LISTA DE TAREAS:
**A.** Duplica del texto del documento todo lo que va desde "En el techo" hasta "dicen las mamás.".
**B.** Según el texto del documento, ¿a qué huele el lugar?

TEXTO DEL DOCUMENTO:
En el techo hay papeles pegados y negativos de cine mal puestos, que algunos estudiantes, como una suerte de presente, terminaron dejando allí. De las paredes nacen blancos racimos de bombillos, helechos de latas de cervezas, manglares de tablas viejas, musgo de resorte y sucias guirnaldas. La luz se abre paso y se posa blanca sobre bolsas y pedazos de papel que cuelgan del techo, sobre canastas, cajas, pedazos de sillas y mesas, tablas de camas, colchonetas roídas, herraduras oxidadas. Pausa. Hay que respirar, pero la humedad y ese hedor ácido de la madera mojada se mezcla con la aspereza del polvo que tímidamente vuela. Huele a mugre revuelta y a guardado, como dicen las mamás.

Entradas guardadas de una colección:
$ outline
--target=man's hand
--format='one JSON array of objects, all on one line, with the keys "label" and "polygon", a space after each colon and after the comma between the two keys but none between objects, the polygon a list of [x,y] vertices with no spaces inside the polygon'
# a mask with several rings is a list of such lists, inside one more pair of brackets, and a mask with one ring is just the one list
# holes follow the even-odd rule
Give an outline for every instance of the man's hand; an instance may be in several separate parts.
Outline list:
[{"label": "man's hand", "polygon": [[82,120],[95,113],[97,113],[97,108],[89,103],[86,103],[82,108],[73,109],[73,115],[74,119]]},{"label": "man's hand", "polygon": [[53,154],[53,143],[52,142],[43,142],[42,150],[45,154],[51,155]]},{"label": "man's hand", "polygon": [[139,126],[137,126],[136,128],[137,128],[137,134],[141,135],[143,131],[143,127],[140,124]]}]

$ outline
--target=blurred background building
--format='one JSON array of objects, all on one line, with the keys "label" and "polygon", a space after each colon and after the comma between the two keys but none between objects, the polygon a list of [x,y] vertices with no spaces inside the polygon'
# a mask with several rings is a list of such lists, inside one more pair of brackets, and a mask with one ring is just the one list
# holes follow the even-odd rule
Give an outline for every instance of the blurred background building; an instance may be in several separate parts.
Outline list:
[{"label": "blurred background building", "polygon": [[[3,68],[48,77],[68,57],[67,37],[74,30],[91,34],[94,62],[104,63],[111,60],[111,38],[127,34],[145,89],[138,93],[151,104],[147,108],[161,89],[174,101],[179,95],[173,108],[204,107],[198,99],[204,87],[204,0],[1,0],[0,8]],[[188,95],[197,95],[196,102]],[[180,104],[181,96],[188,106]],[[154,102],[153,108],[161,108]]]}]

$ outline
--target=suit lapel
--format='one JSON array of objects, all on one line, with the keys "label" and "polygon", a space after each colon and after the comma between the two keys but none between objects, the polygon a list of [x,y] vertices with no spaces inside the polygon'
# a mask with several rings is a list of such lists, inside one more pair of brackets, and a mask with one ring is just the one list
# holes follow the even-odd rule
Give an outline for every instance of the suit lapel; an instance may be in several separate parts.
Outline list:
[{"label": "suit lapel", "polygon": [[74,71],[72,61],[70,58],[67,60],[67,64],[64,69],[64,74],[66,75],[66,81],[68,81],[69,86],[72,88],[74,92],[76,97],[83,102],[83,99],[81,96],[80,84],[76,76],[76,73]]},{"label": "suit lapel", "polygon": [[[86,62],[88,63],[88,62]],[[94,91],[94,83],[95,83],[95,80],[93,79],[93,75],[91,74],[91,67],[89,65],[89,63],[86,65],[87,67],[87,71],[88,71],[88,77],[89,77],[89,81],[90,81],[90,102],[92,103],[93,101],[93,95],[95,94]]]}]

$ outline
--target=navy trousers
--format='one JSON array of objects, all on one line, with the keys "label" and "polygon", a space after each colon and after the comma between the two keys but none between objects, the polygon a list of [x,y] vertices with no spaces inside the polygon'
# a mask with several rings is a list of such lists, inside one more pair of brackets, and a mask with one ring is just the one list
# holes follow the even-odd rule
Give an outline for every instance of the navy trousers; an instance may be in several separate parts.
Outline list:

RESPUESTAS A TAREAS:
**A.**
En el techo hay papeles pegados y negativos de cine mal puestos, que algunos estudiantes, como una suerte de presente, terminaron dejando allí. De las paredes nacen blancos racimos de bombillos, helechos de latas de cervezas, manglares de tablas viejas, musgo de resorte y sucias guirnaldas. La luz se abre paso y se posa blanca sobre bolsas y pedazos de papel que cuelgan del techo, sobre canastas, cajas, pedazos de sillas y mesas, tablas de camas, colchonetas roídas, herraduras oxidadas. Pausa. Hay que respirar, pero la humedad y ese hedor ácido de la madera mojada se mezcla con la aspereza del polvo que tímidamente vuela. Huele a mugre revuelta y a guardado, como dicen las mamás.

**B.** A mugre revuelta y a guardado.